> **EXTRAIT DE PAGE**:
○ ○ ○
[INTERVIEW] Spéculations sur les matières premières : il faut en finir !

matières premières

Particulièrement intense ces derniers mois, la spéculation sur les matières premières comestibles a entraîné une forte augmentation des prix, impactant producteurs comme consommateurs. Alors que la situation ne risque pas de s’arranger, il apparaît plus que jamais urgent de réglementer. En attendant, la solution pour garantir une juste rémunération aux agriculteurs pourrait bien se situer dans la décarbonation. A condition de se doter d’un système de traçabilité capable d’accompagner l’essor de ce nouveau marché… Entretien avec Jean Piquet, consultant en stratégie et co-fondateur de Crystalchain.

Quelle est la situation actuelle en matière de spéculation sur les matières premières comestibles ?
○ ○ ○
> **TRAVAIL DEMANDÉ**:
Répondez aux questions suivantes sur l'extrait consacré à la spéculation, ci-dessus, en numérotant vos réponses de la même manière.
1. Quelles fonctions Jean Piquet occupe-t-il ?
2. Qui la forte augmentation des prix a-t-elle touché ?
3. Sur quoi porte la première question posée lors de l'entretien ?

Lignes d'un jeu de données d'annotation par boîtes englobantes
○ ○ ○
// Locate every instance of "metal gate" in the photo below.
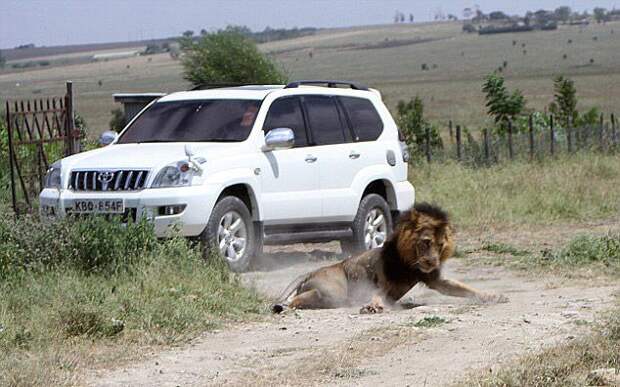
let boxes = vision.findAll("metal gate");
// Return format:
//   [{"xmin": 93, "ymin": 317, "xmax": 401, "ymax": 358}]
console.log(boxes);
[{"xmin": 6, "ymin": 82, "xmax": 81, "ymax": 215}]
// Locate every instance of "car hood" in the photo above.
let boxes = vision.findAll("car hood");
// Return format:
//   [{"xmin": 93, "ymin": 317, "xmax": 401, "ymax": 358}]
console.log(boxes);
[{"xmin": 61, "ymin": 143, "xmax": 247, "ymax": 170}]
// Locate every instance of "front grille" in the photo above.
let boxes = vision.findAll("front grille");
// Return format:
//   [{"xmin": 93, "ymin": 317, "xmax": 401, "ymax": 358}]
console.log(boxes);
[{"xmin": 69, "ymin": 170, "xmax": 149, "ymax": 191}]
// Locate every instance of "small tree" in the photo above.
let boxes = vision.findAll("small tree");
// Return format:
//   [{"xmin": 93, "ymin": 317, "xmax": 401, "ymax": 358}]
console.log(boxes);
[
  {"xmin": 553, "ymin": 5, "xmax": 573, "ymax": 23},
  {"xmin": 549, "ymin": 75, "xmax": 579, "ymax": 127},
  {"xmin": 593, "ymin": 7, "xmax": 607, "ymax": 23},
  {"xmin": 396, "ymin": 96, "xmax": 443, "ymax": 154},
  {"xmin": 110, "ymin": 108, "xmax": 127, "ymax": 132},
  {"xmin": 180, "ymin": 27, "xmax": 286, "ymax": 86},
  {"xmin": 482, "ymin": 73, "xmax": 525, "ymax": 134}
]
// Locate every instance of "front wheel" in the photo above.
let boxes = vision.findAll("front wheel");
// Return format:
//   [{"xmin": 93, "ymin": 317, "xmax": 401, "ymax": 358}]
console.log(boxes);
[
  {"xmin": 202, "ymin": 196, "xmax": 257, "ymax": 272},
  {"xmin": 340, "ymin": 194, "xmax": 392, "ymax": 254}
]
○ ○ ○
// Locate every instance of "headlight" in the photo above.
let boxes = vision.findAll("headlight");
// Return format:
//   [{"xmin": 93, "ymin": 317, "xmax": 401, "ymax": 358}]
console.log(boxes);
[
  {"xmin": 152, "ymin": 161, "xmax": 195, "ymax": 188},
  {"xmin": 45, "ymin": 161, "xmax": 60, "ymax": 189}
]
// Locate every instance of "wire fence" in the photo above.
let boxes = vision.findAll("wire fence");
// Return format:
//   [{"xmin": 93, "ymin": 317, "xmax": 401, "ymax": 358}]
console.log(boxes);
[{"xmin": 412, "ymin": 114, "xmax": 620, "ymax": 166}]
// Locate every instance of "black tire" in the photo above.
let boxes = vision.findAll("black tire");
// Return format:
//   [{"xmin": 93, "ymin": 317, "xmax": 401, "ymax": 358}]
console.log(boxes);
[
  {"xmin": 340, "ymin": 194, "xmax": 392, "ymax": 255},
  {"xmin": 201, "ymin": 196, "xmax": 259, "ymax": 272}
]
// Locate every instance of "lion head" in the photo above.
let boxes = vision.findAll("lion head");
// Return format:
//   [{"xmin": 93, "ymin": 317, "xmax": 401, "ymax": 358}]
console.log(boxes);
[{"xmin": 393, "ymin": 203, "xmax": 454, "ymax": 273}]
○ ○ ○
> **CORRIGÉ**:
1. Il est consultant en stratégie et co-fondateur de Crystalchain.
2. Elle a touché les producteurs comme les consommateurs.
3. Elle porte sur la situation actuelle en matière de spéculation sur les matières premières comestibles.